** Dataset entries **
┄┄┄┄┄┄┄┄┄┄

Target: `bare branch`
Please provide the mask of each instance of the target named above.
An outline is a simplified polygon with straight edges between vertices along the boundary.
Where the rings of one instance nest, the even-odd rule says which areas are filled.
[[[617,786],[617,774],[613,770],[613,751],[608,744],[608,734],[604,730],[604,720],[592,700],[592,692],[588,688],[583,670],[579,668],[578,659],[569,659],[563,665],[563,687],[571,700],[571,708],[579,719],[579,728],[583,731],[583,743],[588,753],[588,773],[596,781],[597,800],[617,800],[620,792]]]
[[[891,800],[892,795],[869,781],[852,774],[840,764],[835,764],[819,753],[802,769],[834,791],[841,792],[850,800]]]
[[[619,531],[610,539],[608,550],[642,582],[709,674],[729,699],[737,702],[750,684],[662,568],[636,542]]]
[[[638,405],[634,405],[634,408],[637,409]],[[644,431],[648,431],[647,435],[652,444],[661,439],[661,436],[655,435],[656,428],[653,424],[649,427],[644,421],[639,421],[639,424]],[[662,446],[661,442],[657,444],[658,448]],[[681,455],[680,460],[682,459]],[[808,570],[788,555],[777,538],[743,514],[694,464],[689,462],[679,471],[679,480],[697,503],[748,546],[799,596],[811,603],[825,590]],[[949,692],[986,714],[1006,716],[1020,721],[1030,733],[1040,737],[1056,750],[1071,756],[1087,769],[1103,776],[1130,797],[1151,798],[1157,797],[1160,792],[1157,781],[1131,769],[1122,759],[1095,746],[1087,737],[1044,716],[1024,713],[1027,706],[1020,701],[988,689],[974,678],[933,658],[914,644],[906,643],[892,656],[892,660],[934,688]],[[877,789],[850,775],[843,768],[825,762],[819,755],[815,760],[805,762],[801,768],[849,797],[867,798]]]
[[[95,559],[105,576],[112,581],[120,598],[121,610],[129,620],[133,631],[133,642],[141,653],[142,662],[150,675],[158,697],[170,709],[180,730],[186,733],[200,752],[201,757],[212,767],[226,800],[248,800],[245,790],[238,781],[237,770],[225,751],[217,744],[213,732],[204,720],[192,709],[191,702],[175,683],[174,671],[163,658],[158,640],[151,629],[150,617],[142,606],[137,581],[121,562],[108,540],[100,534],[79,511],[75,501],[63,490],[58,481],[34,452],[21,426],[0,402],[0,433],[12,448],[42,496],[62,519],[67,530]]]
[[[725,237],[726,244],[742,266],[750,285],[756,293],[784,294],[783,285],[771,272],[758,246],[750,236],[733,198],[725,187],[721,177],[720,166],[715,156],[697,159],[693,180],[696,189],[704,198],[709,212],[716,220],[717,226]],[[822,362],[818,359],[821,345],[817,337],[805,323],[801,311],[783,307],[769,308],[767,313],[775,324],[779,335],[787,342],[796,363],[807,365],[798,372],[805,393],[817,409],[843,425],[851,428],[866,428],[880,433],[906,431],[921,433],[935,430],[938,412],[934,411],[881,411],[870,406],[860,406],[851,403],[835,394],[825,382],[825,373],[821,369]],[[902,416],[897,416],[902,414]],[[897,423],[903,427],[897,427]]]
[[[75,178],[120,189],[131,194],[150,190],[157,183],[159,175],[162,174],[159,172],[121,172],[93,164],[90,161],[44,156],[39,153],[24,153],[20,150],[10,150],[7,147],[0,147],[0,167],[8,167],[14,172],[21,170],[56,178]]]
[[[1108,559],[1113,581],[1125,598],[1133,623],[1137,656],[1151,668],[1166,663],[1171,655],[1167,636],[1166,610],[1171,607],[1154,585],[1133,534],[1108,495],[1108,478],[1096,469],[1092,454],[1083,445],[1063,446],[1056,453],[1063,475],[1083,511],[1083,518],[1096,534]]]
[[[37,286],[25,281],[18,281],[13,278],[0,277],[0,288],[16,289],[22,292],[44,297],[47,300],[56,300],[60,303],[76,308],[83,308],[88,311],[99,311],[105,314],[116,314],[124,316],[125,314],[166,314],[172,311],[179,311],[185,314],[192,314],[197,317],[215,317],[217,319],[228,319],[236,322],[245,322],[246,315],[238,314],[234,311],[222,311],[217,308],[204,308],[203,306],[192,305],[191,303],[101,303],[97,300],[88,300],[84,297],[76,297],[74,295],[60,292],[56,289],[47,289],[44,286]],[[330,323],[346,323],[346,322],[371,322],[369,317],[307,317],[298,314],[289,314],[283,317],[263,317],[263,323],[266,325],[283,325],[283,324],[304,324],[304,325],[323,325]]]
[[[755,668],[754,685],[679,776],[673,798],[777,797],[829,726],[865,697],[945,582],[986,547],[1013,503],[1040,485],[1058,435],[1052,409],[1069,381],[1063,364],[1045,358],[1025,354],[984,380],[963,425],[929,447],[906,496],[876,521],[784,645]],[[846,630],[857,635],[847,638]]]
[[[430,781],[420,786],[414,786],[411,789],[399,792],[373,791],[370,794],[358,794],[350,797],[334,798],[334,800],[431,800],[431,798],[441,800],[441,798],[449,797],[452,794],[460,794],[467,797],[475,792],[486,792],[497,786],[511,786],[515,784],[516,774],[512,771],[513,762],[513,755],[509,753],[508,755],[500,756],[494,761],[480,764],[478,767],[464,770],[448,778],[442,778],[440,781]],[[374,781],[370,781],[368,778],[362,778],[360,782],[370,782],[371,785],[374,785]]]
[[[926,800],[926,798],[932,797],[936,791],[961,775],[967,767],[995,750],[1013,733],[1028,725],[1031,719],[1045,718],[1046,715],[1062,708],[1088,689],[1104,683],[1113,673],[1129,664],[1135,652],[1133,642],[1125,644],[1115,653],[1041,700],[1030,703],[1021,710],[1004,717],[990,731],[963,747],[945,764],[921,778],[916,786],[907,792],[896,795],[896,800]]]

┄┄┄┄┄┄┄┄┄┄

** Aim of the task **
Which lines in the records above contain the word "instance"? Copy each one.

** Task result **
Please provide the mask of each instance of the target named above.
Where the rings of one instance nest, the even-odd rule says which areas are filled.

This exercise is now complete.